◆ Page excerpt
Ageing should mean enjoying food more not less
As you get older, lifestyles and appetites change which affects the types and amounts of food we eat. A decreasing appetite or reduced ability to buy and prepare healthy foods can mean that many older people don’t get enough essential vitamins, minerals and fibre, and this can contribute to general unwellness or exacerbate some chronic illness.
Food and nutrition can have a significant impact to quality of life by meeting the physical, functional and experiential needs of clients.
Every meal should be seen as an opportunity to maximise nutrition! Be adventurous, think variety, think colour and find ways to pack as many nutrients from the core food groups to help improve wellness through diet.
Calcium for bone health
Osteoporosis is characterised by a decrease in bone density which increases the risk of fractures. Fractures of the hip, leg and wrist are common amongst the elderly. Once calcium is lost from the bones it is difficult to replace, but there are ways to protect against the progression of the disease, including getting enough calcium, fluoride and vitamin D, as well as exercise. Milk and milk products such as yoghurt and cheese are high in calcium, and fish with soft, edible bones, such as canned salmon or sardines, are also good sources of calcium.

◆ Task set
a. According to the passage on nutrition in older age, which fractures are common amongst the elderly?
b. Translate this sentence from the passage on nutrition in older age into Spanish: "Osteoporosis is characterised by a decrease in bone density which increases the risk of fractures."
c. List every food that the passage on nutrition in older age names as a source of calcium.

◆ Extracted data
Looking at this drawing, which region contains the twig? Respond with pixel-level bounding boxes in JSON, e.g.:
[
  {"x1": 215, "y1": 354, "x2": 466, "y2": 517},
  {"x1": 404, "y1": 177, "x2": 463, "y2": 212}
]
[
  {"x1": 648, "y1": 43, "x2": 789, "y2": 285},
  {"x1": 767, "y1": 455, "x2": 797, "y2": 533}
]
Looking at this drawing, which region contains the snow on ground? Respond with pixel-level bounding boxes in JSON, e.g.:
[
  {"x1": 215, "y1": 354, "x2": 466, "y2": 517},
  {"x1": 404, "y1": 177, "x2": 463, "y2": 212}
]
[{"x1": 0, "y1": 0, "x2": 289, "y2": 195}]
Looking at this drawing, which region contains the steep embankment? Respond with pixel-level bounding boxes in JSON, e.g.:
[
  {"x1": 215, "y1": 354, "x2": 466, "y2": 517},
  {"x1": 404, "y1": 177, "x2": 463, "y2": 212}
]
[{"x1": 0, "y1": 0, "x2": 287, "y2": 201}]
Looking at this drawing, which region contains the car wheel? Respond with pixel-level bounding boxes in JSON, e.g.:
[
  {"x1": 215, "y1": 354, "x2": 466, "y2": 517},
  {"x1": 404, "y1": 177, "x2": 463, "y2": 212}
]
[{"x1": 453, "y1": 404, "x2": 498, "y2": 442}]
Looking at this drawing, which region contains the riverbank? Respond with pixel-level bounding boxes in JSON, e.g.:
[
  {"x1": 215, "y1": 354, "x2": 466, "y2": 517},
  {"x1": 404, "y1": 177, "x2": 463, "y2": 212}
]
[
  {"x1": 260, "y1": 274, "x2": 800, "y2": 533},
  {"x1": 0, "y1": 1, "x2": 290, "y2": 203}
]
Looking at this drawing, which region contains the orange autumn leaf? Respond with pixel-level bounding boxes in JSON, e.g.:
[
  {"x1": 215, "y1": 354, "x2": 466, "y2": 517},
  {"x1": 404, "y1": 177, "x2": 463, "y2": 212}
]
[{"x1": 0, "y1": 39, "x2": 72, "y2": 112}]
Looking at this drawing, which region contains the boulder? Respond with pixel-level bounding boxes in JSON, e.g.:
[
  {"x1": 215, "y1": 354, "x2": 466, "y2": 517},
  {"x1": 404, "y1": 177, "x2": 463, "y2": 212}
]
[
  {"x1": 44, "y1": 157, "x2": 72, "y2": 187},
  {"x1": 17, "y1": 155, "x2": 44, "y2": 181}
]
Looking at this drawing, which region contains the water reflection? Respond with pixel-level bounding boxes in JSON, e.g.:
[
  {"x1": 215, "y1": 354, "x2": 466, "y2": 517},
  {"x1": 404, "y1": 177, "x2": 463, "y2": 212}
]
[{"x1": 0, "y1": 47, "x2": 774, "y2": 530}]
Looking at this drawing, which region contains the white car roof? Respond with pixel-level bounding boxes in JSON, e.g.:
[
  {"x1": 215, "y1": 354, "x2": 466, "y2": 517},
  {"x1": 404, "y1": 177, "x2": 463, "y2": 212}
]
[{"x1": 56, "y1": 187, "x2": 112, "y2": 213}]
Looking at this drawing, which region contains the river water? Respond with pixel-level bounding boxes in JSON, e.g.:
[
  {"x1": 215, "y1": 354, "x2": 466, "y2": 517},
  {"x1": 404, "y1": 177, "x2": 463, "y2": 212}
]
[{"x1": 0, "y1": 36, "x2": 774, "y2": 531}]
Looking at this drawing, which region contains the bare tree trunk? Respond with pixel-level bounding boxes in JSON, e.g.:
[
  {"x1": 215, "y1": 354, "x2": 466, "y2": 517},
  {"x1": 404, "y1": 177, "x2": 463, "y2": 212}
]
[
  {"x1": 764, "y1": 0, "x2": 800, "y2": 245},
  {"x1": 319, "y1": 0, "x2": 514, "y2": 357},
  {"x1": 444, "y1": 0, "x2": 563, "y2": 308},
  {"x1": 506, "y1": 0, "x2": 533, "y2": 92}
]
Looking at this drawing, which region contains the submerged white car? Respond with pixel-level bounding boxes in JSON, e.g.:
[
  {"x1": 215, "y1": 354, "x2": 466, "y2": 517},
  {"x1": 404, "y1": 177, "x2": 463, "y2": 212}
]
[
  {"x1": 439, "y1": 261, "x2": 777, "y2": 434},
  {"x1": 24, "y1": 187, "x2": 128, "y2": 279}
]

◆ Answers to the tasks
a. Fractures of the hip, leg and wrist.

b. La osteoporosis se caracteriza por una disminución de la densidad ósea, lo que aumenta el riesgo de fracturas.

c. Milk, yoghurt, cheese, canned salmon, sardines